§ EXERCISE AIM:
Change "one per line" to "each on its own line" everywhere it occurs in the data below, and give all of the data again with nothing else altered.

§ EXERCISE INPUT:
-.-.-

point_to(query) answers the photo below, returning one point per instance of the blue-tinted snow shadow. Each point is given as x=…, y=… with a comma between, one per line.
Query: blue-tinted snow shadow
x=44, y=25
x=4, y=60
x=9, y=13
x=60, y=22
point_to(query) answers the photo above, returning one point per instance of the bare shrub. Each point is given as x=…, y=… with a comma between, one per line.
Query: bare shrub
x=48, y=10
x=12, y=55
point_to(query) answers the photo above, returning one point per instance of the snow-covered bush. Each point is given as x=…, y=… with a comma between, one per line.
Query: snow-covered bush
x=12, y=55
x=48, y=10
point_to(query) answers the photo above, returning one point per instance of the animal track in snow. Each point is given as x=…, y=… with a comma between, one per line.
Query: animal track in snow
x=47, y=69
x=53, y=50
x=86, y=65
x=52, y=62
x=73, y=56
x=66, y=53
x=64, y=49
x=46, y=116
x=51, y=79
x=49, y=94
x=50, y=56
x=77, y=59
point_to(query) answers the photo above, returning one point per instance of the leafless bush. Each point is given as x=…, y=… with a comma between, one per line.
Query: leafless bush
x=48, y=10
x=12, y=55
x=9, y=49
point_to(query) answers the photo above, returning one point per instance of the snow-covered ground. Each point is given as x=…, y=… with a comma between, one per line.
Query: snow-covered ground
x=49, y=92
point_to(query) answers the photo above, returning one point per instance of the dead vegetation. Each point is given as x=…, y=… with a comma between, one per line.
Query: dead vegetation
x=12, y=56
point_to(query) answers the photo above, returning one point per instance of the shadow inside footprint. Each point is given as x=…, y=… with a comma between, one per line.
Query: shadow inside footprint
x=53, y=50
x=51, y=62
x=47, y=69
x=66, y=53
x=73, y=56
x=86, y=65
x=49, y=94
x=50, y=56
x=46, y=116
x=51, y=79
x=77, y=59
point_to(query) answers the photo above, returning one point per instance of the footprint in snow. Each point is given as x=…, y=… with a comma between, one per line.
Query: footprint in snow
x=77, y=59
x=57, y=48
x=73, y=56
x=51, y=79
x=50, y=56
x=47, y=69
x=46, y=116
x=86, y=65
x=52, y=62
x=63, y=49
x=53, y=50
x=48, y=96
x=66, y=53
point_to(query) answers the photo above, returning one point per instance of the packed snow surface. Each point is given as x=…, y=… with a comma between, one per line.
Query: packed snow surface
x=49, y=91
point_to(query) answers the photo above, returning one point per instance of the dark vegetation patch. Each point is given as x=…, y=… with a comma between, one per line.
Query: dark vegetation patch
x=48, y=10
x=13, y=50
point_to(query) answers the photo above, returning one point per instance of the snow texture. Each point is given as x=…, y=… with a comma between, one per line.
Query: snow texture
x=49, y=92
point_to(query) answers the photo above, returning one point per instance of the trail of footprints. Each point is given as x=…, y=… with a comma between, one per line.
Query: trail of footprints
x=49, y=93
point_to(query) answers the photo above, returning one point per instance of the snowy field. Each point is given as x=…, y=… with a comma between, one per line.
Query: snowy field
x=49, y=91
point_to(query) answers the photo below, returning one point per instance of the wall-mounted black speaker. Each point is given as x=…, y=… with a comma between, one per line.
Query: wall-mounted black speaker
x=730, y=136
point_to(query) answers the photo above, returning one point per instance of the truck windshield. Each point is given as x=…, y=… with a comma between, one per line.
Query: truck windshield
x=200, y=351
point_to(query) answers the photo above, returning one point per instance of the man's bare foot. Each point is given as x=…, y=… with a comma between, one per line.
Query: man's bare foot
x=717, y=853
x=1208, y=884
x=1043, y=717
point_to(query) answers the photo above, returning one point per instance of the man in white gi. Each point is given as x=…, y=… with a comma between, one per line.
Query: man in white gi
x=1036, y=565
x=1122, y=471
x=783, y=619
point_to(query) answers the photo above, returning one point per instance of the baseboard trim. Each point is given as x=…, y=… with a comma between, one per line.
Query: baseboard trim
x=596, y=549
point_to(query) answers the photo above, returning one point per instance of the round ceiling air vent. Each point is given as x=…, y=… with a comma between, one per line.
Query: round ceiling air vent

-.-.-

§ PROBLEM SOLUTION:
point_to(query) answers the photo below, returning one point per instance of the blue-tinted snow shadow. Each point is given as x=…, y=… with a comma between, each on its own line.
Query: blue-tinted snow shadow
x=44, y=25
x=4, y=60
x=9, y=13
x=60, y=22
point_to(query) answers the photo above, returning one point per instance of the bare shrub. Each point is given as x=…, y=… with a comma between, each on its own line.
Query: bare shrub
x=48, y=10
x=12, y=55
point_to(query) answers the photo above, returning one point per instance of the snow-covered bush. Each point is given as x=…, y=… with a comma between, each on its own line.
Query: snow-covered bush
x=12, y=55
x=48, y=10
point_to(query) answers the photo above, returning one point per instance of the animal track in snow. Each point is given as x=…, y=… with a comma between, each on its own line.
Query: animal track in snow
x=47, y=69
x=53, y=50
x=86, y=65
x=52, y=62
x=73, y=56
x=66, y=53
x=64, y=49
x=46, y=116
x=51, y=79
x=49, y=94
x=50, y=56
x=77, y=59
point_to(query) answers the photo above, returning one point per instance of the leafless bush. Each point is given as x=…, y=… with a comma between, each on its own line.
Query: leafless bush
x=48, y=10
x=12, y=55
x=9, y=49
point_to(query) answers the photo above, returning one point per instance of the snow-covered ground. Each point is given as x=…, y=… with a comma between, each on its own line.
Query: snow-covered ground
x=49, y=92
point_to(query) answers the photo above, returning one point per instance of the dead vegetation. Each point is given as x=…, y=… with a comma between, each on its own line.
Query: dead vegetation
x=12, y=56
point_to(query) answers the photo above, returning one point per instance of the shadow inside footprint. Each point is given as x=…, y=… with a comma between, each on its own line.
Query: shadow inside footprint
x=53, y=50
x=51, y=62
x=47, y=69
x=66, y=53
x=73, y=56
x=86, y=65
x=49, y=94
x=50, y=56
x=46, y=116
x=51, y=79
x=77, y=59
point_to(query) answers the photo above, returning one point per instance of the footprint in snow. Each point is given as x=…, y=… with a comma between, each on its own line.
Query: footprint in snow
x=77, y=59
x=57, y=48
x=73, y=56
x=51, y=79
x=50, y=56
x=47, y=69
x=46, y=116
x=86, y=65
x=52, y=62
x=63, y=49
x=53, y=50
x=48, y=96
x=66, y=53
point_to(query) answers the photo above, returning one point per instance of the packed snow surface. Each point is given as x=…, y=… with a comma between, each on its own line.
Query: packed snow surface
x=49, y=91
point_to(query) answers the photo above, returning one point per instance of the dark vegetation patch. Each point is given as x=…, y=… with a comma between, each on its own line.
Query: dark vegetation patch
x=48, y=10
x=13, y=50
point_to(query) answers the photo above, returning one point per instance of the snow texture. Each point is given as x=…, y=… with a comma between, each on its own line.
Query: snow texture
x=49, y=92
point_to(query) answers the photo above, returning one point per instance of the trail of footprints. Each point is given as x=…, y=… with a comma between, each on its own line.
Query: trail of footprints
x=49, y=93
point_to(query) answers the photo above, returning one point per instance of the snowy field. Each point is given as x=…, y=… with a comma between, each on its own line.
Query: snowy field
x=49, y=91
point_to(query) answers the photo below, returning one point per instance of the wall-mounted black speaker. Each point is given as x=…, y=… with a comma between, each on its own line.
Query: wall-mounted black speaker
x=730, y=136
point_to(query) answers the photo above, returning one point per instance of the truck windshield. Each point is given as x=…, y=… with a comma between, each on its own line.
Query: truck windshield
x=200, y=351
point_to(query) answers the photo above, returning one point per instance of the man's bare foot. Each point is given as x=…, y=… with a comma between, each on its own line.
Query: man's bare foot
x=717, y=853
x=1208, y=884
x=1043, y=717
point_to(query) answers the photo above, returning one point per instance of the man in white gi. Each point is given as x=…, y=… with a comma between, each on its own line.
Query: man in white gi
x=1036, y=565
x=1122, y=471
x=783, y=619
point_to(query) answers the photo above, returning one point per instance of the baseboard trim. Each point is given as x=…, y=… with a comma between, each on its own line.
Query: baseboard trim
x=596, y=549
point_to(query) answers the photo above, returning one point per instance of the round ceiling air vent. Each point is given as x=…, y=… with a comma between, each on its own line.
Query: round ceiling air vent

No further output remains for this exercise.